Point localization data:
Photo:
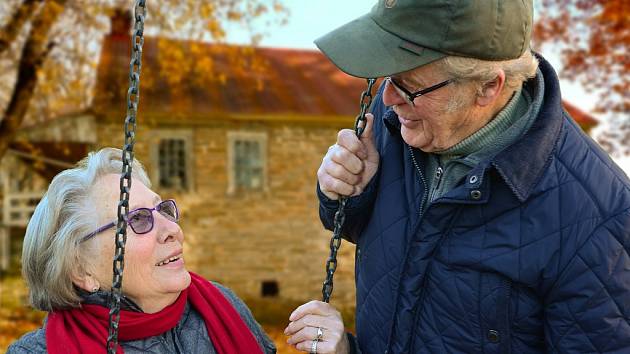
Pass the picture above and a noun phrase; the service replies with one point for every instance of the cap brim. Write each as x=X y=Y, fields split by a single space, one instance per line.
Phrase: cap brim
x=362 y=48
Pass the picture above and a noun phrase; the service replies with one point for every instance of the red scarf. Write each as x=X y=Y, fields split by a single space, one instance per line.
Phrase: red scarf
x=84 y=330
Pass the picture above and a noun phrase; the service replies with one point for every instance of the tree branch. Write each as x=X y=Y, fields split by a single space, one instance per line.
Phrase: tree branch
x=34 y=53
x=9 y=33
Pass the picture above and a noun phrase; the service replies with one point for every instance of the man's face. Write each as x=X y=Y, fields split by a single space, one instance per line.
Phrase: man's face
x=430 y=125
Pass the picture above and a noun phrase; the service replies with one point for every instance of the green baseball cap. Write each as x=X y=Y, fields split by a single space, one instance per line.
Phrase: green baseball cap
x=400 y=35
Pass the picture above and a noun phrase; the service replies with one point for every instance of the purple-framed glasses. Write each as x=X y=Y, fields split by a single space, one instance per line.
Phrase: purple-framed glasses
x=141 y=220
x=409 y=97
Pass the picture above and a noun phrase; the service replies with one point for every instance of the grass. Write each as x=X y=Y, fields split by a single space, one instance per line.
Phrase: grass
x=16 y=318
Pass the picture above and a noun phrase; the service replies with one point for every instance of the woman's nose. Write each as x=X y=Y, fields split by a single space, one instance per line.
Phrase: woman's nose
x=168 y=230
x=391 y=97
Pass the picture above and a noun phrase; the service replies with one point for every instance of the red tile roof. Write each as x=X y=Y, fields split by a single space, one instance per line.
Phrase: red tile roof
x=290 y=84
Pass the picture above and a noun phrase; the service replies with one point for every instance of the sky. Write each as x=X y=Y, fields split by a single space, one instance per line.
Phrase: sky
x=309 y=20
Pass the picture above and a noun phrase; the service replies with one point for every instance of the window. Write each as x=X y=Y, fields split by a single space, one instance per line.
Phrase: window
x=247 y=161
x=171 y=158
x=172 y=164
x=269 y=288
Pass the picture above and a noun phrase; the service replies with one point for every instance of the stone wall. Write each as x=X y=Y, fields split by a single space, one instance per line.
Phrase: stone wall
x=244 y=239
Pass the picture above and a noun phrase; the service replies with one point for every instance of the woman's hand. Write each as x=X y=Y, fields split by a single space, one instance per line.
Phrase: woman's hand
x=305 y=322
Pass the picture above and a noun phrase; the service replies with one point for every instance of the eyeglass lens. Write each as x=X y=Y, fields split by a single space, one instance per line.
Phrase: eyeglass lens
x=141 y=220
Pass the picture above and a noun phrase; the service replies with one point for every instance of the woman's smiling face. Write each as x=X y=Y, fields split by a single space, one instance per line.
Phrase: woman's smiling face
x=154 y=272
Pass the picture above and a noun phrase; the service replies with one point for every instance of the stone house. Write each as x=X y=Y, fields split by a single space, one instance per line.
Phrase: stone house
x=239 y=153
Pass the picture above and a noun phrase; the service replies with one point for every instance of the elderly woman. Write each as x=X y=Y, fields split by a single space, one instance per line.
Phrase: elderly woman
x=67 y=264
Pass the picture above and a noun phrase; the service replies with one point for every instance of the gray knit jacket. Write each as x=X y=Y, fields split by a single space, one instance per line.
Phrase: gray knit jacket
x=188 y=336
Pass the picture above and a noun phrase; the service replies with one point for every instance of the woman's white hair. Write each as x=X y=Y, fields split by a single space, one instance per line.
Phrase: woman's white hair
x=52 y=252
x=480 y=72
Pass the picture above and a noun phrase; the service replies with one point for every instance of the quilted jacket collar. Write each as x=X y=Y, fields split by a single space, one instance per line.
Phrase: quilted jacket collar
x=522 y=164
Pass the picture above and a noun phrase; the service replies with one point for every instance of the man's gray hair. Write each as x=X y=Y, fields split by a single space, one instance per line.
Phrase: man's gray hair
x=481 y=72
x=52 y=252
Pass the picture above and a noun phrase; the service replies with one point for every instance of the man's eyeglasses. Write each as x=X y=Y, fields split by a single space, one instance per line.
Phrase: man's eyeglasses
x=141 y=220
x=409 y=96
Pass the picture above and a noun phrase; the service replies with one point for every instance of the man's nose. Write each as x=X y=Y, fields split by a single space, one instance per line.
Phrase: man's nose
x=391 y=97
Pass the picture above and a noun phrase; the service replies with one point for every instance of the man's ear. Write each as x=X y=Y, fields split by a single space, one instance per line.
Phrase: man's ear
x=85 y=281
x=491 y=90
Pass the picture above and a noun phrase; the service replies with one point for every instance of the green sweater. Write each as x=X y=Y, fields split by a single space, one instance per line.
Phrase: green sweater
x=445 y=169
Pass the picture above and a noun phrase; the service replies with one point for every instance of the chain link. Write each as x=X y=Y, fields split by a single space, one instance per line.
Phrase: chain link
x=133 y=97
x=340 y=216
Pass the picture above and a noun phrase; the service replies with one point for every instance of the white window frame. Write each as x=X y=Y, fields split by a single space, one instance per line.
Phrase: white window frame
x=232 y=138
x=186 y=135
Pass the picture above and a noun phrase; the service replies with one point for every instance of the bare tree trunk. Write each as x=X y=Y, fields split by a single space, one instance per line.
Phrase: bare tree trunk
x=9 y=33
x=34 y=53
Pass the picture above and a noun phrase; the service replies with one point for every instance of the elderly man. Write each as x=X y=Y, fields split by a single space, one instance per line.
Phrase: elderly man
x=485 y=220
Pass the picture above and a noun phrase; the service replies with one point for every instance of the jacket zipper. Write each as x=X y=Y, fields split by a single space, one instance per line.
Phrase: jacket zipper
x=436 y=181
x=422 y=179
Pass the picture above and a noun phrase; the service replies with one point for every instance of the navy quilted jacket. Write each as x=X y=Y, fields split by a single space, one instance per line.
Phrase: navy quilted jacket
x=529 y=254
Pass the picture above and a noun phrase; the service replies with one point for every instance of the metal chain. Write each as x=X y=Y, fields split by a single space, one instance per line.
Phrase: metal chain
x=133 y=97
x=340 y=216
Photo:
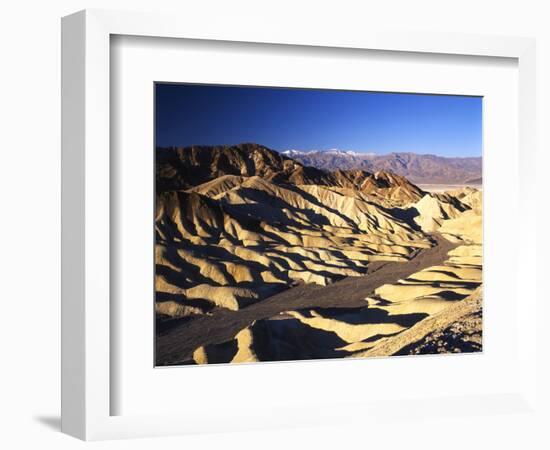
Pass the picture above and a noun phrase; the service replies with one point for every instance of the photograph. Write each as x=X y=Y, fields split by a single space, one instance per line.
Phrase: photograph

#### ACTION ITEM:
Pictures excluded, return exactly the lines from the one with "Phrase: metal chain" through the final line of the entries above, both included.

#### OUTPUT FOR THIS TASK:
Phrase: metal chain
x=133 y=97
x=340 y=216
Photo:
Pass the picture above and a noun phrase; the service replies with one point for every instance of the photograph. Write each as x=X y=Y, fields split by a single space, one instance per line.
Phrase: photograph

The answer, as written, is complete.